### [Task requirements]
Please turn the whole listing below into a numbered list, skipping blank lines and leaving out the pictures.

### [Records to use]
++++
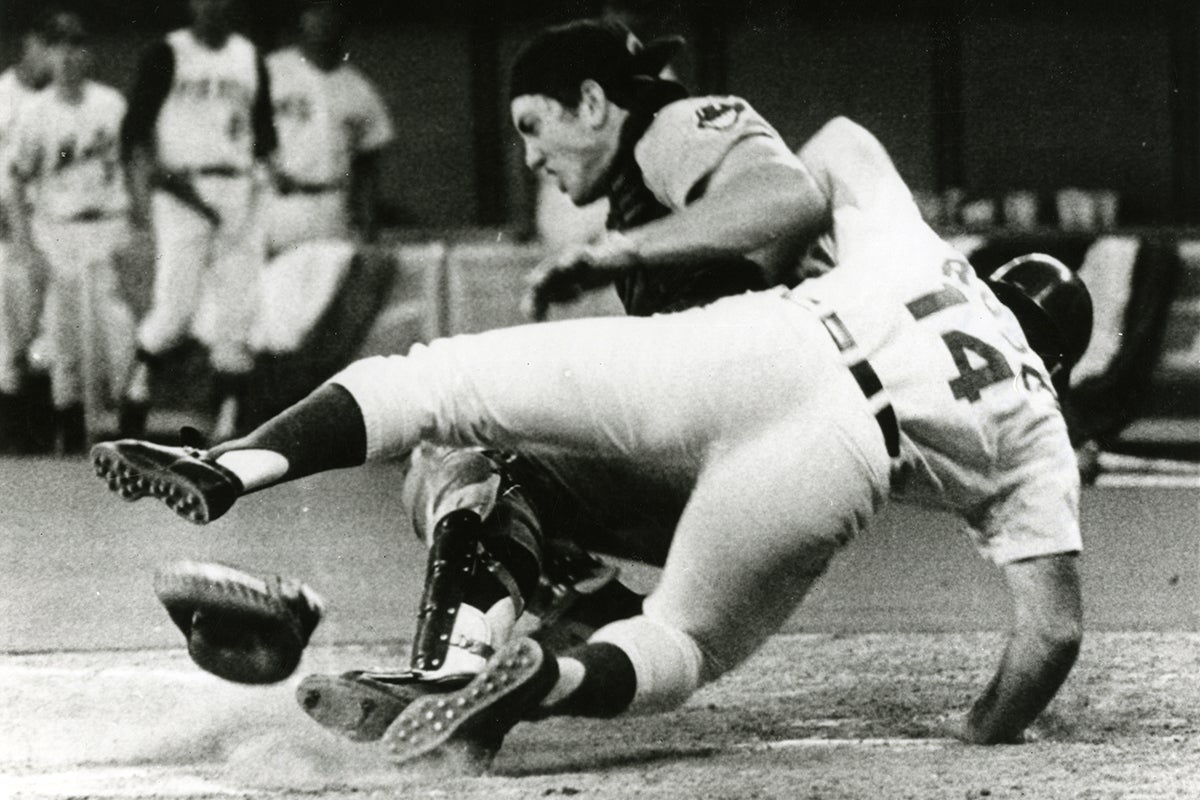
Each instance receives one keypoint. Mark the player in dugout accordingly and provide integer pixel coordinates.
(785, 417)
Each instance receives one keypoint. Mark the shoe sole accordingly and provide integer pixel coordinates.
(466, 720)
(355, 708)
(133, 479)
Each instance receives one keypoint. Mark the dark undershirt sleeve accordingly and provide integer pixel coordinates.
(265, 139)
(151, 84)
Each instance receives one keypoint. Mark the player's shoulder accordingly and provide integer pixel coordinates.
(106, 95)
(711, 114)
(702, 121)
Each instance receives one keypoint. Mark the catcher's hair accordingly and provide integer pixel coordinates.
(561, 58)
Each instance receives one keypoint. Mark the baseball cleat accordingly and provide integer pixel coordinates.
(468, 726)
(361, 704)
(190, 483)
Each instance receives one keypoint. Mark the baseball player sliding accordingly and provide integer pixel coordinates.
(70, 215)
(785, 417)
(196, 143)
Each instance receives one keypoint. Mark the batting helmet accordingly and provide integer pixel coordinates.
(1053, 306)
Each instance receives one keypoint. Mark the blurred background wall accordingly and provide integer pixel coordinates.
(984, 95)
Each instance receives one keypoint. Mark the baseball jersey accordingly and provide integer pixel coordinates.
(13, 97)
(687, 142)
(69, 154)
(669, 168)
(201, 108)
(979, 421)
(323, 119)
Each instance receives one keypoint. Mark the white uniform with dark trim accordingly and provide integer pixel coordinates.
(207, 278)
(21, 290)
(324, 120)
(750, 404)
(67, 155)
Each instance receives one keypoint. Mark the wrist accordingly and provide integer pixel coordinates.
(619, 250)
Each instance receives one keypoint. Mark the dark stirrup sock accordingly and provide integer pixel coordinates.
(609, 683)
(322, 432)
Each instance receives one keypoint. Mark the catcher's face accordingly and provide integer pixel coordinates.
(573, 148)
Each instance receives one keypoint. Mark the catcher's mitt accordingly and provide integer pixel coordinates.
(239, 626)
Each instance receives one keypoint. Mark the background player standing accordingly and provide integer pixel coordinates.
(790, 415)
(196, 143)
(333, 130)
(21, 292)
(333, 127)
(70, 211)
(533, 513)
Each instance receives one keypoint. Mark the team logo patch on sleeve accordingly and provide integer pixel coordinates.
(719, 115)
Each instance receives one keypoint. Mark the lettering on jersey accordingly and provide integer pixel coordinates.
(979, 364)
(102, 146)
(203, 89)
(295, 107)
(719, 115)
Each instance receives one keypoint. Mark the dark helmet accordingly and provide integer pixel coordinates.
(1053, 306)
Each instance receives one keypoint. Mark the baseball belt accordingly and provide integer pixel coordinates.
(868, 382)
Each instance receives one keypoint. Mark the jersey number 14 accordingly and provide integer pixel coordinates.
(990, 366)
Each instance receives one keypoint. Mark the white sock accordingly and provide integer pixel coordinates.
(255, 468)
(570, 675)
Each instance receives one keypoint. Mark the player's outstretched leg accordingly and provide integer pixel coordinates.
(186, 479)
(469, 725)
(360, 704)
(323, 432)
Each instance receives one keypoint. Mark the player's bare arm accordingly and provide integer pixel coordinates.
(852, 168)
(760, 200)
(1041, 651)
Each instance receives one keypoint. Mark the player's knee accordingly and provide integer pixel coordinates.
(667, 662)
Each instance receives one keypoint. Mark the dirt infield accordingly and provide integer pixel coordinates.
(813, 716)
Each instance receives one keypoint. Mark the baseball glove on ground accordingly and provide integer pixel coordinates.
(239, 626)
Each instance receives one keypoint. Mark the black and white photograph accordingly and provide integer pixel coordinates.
(599, 398)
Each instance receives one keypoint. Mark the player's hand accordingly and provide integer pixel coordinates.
(579, 269)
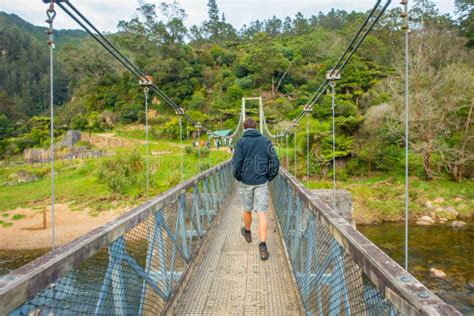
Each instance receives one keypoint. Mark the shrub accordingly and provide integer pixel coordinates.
(203, 166)
(202, 152)
(174, 178)
(188, 150)
(121, 172)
++++
### [Reply to the task]
1. Each instance receives one keypoint. Mark the player in dugout accordingly and provide integer pixel coordinates.
2. (785, 417)
3. Each instance receives one keypoint. Mark the shoe sole accordingly and provide integer pixel coordinates.
4. (466, 720)
5. (355, 708)
6. (133, 479)
7. Each instance receives one keypoint. Mark the dark undershirt sleeve accordingly and provide integer pixel coordinates.
8. (265, 139)
9. (151, 84)
10. Each instance receives one keypoint. Mark the player's shoulder accordingly and provide integer pixel coordinates.
11. (106, 95)
12. (711, 114)
13. (702, 121)
14. Each instance receives one keypoint. Mark the catcher's hair accordingly and provide integer pixel coordinates.
15. (561, 58)
16. Each instance receives one keypoint. Mark the baseball cleat accordingly and provide integer pixel coordinates.
17. (468, 726)
18. (361, 704)
19. (190, 483)
20. Each instance receives one keypoint. Mark the baseball player sliding accordingly and provide integer pixel coordinates.
21. (70, 215)
22. (785, 417)
23. (196, 143)
24. Each instance receives one keypoint. Mark the batting helmet accordingly and provide integer pixel coordinates.
25. (1053, 306)
26. Each instance receives one keypoint. Mark the blurred background wall accordingly and provide integer pixel coordinates.
27. (984, 95)
28. Each instance receives one keypoint. Mark the baseball jersey accordingly and provide integer pixel coordinates.
29. (13, 97)
30. (687, 142)
31. (69, 154)
32. (669, 168)
33. (201, 108)
34. (979, 421)
35. (323, 119)
36. Each instance receives one keypoint. Mark the white uniform with dark trim accordingly and provide integer pixel coordinates.
37. (207, 278)
38. (21, 290)
39. (324, 120)
40. (750, 404)
41. (67, 155)
42. Each instance receives one keypoint. Mark the wrist accordingly and provide integer pixel coordinates.
43. (619, 250)
44. Each instance receives one keypoint. Mark the dark stirrup sock accordingly and provide integer pixel coordinates.
45. (609, 683)
46. (322, 432)
47. Each instance receives one keypoint. Mark the catcher's face accordingly and provide integer pixel coordinates.
48. (573, 148)
49. Each instance receives one keypoint. Mark the catcher's mitt accordingly and provide integer pixel coordinates.
50. (239, 626)
51. Each instance receives one keypoint. Mark the background player standing accordingly and provide integer pixel coordinates.
52. (790, 415)
53. (196, 143)
54. (333, 130)
55. (21, 292)
56. (333, 127)
57. (70, 211)
58. (533, 513)
59. Each instance receives one keypoint. Mark the team logo patch on sleeve accordingly and provide integer pixel coordinates.
60. (719, 115)
61. Each instance receives one keypoint. Mark the lettering on jersey accordingly and provide integer pixel coordinates.
62. (979, 364)
63. (102, 146)
64. (203, 89)
65. (295, 107)
66. (719, 115)
67. Each instance receives one keypoint. Mark the dark helmet accordingly and provide integer pixel coordinates.
68. (1053, 306)
69. Each instance receives one keypoint. Mark the baseball belt accordingly and provide integer pixel coordinates.
70. (868, 382)
71. Each instance receives one keypoint. Mark the jersey number 14 accordingly and provide integer pixel coordinates.
72. (990, 366)
73. Each instance receives one keypoint. Mark the white sock accordingly and provide integer pixel coordinates.
74. (255, 468)
75. (570, 675)
76. Each instance receives one keypoint. Mark the player's outstretched leg accordingly and provide integer pixel coordinates.
77. (186, 479)
78. (469, 725)
79. (360, 704)
80. (323, 432)
81. Each instance receives one keypoint. Mark the player's bare arm accordingly and provide integer pixel coordinates.
82. (852, 168)
83. (760, 200)
84. (1041, 651)
85. Each instance receives one keypoint. Mark the player's knee accordingly and provide integer pixel coordinates.
86. (667, 662)
87. Each instance receives one keypoint. Mark the dirt infield accordingly and provide integer pixel coordinates.
88. (813, 716)
89. Each instance receives one keypoint. Mark the baseball glove on ground accordingly and provide integer pixel coordinates.
90. (239, 626)
91. Each instance receives one keypoint. Mark the black and white photograph accordingly and provide integer pixel coordinates.
92. (599, 398)
93. Each instance receives one keypoint. Mark the player's hand accordingly and provide integer pixel coordinates.
94. (579, 269)
95. Each instance receives one keypoint. Mark the shrub accordingly and provide integer pixel coordinates.
96. (203, 166)
97. (202, 152)
98. (174, 178)
99. (188, 150)
100. (121, 172)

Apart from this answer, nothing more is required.